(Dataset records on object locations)
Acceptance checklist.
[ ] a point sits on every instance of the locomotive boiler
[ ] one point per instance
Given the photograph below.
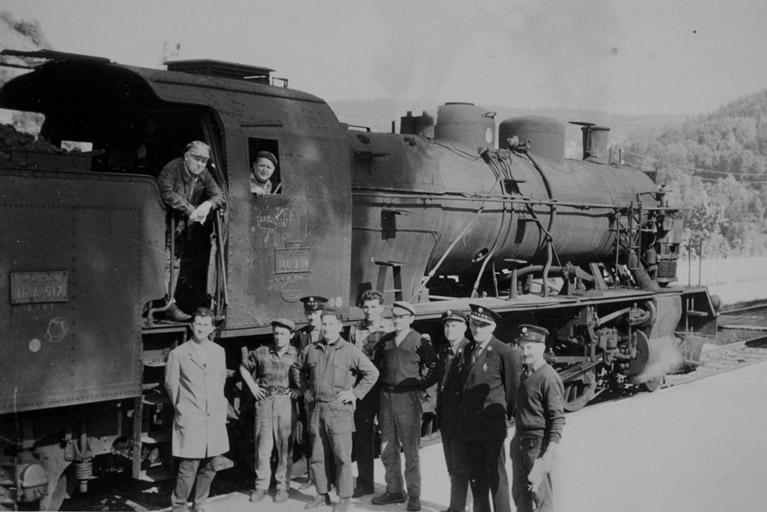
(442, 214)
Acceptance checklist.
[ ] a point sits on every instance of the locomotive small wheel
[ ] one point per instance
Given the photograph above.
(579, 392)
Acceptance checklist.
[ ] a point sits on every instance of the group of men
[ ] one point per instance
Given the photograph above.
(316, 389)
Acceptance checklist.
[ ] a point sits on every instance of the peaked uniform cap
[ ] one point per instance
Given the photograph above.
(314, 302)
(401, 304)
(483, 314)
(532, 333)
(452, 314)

==

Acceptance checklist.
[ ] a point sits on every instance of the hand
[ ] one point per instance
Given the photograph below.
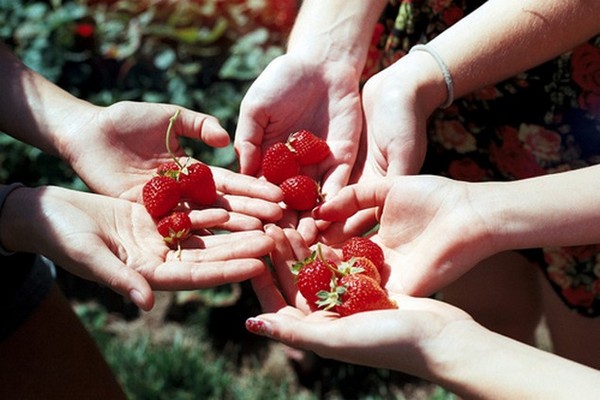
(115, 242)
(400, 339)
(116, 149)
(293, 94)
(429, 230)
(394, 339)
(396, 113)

**Directions:**
Extract each line of the data above that contains the word "locomotive".

**Correct response:**
[ ] a point sits on every instance of the locomotive boiler
[ ] a point sits on every instance of the locomotive small wheel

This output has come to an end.